Photo-based point labeling data:

┌────────

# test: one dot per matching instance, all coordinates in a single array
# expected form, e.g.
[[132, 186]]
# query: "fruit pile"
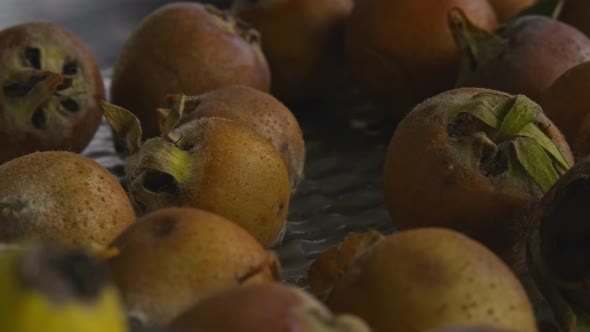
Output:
[[485, 176]]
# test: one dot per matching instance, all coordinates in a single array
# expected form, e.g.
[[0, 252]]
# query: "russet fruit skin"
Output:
[[432, 177], [575, 13], [429, 278], [524, 57], [403, 52], [46, 287], [566, 103], [303, 41], [50, 86], [174, 257], [63, 197], [262, 112], [507, 9], [269, 307], [185, 48]]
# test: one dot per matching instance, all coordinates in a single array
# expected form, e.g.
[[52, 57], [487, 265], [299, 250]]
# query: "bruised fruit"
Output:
[[214, 164], [566, 103], [473, 160], [403, 52], [261, 111], [329, 267], [51, 86], [46, 287], [270, 307], [303, 41], [186, 48], [507, 9], [559, 248], [64, 197], [429, 278], [523, 57], [172, 258], [577, 14]]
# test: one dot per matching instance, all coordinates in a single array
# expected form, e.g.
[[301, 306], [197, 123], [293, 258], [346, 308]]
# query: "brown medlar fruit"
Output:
[[185, 48], [50, 89]]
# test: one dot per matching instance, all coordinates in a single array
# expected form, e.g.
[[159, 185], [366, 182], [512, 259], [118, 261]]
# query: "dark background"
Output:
[[103, 25]]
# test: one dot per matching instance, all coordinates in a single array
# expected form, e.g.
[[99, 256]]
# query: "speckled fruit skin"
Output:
[[538, 51], [577, 14], [185, 48], [261, 111], [567, 104], [172, 258], [403, 52], [63, 129], [303, 41], [432, 278], [507, 9], [428, 181], [64, 197]]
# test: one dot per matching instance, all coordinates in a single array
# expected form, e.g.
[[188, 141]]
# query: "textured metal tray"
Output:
[[346, 141]]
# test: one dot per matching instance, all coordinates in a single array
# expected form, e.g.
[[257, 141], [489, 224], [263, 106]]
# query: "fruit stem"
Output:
[[478, 46]]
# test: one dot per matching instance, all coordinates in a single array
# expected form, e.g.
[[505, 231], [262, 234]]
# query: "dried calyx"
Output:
[[503, 137], [42, 86], [559, 249]]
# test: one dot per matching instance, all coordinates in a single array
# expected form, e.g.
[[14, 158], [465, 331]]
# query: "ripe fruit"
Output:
[[559, 249], [432, 278], [473, 160], [403, 52], [507, 9], [173, 258], [303, 41], [47, 288], [51, 86], [566, 103], [214, 164], [64, 197], [261, 111], [185, 48], [575, 13], [523, 57], [270, 307]]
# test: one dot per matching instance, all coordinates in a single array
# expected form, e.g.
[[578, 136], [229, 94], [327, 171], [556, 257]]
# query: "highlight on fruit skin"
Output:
[[51, 86], [474, 160], [558, 252], [185, 47], [566, 103], [260, 110], [402, 53], [525, 56], [303, 41], [215, 164], [265, 307], [62, 196], [172, 258], [427, 278], [46, 287]]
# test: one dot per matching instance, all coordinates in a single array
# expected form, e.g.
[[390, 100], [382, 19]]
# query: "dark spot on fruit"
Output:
[[66, 84], [70, 105], [160, 182], [39, 118], [33, 56], [70, 68], [165, 227]]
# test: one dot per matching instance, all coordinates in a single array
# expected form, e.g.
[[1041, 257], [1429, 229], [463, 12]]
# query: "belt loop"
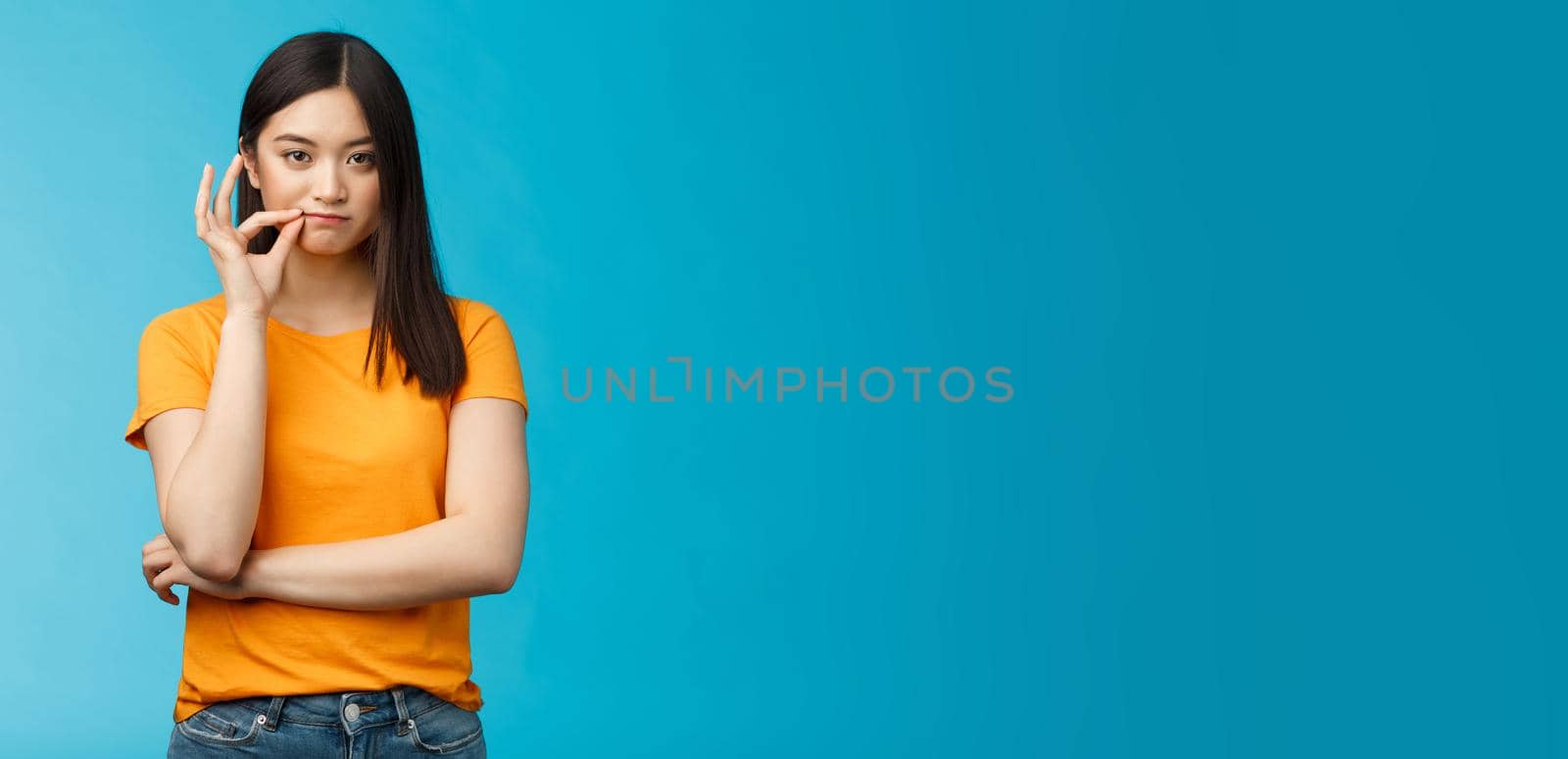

└────────

> _Directive_:
Revise everything in the listing from its start down to the line containing "[[346, 141]]", replacing "fruit skin" with "fruit peel" and changing nothing else. Leave the pictures out of your answer.

> _Completed task_:
# test: one dot per matching instance, all coordinates in a single array
# expected form, e.g.
[[132, 186]]
# query: "fruit pile"
Output:
[[485, 176]]
# test: one dot per matching instance, all coordinates in a single array
# expected form, e.g.
[[0, 252]]
# query: "russet fruit peel"
Output:
[[432, 177], [575, 13], [429, 278], [524, 57], [403, 52], [46, 287], [566, 103], [303, 41], [50, 86], [174, 257], [63, 197], [262, 112], [507, 9], [269, 307], [185, 48]]
# test: one dot per matching instance, all coordinates in a single array
# expected form, e.g.
[[52, 57], [487, 265], [299, 250]]
# query: "bruised fruit"
Output:
[[214, 164], [566, 103], [473, 160], [403, 52], [261, 111], [329, 267], [51, 86], [46, 287], [270, 307], [303, 41], [186, 48], [507, 9], [559, 248], [64, 197], [429, 278], [523, 57], [172, 258], [577, 14]]
# test: one dot per matching instance, all coordinates in a single array
# expected form, e.g.
[[301, 306], [197, 123], [293, 258], [346, 308]]
# query: "brown medlar fruit"
Output:
[[185, 48], [50, 89]]
# test: one dot per matching instance, all coordinates in a single array
# expected form, e.g.
[[159, 185], [366, 182], [512, 259], [118, 261]]
# query: "dark background"
Output:
[[103, 25]]
# test: one dot per matching instance, all coordinates in a single array
# expected form, e.g.
[[99, 256]]
# query: "speckled fruit peel"
Output:
[[538, 51], [577, 14], [185, 48], [261, 111], [567, 104], [172, 258], [403, 52], [63, 129], [303, 41], [432, 278], [507, 9], [428, 181], [64, 197]]
# test: one dot per matching instance, all coordinates in a single array
# expected form, e.g.
[[188, 141]]
# query: "textured metal tray"
Output:
[[346, 141]]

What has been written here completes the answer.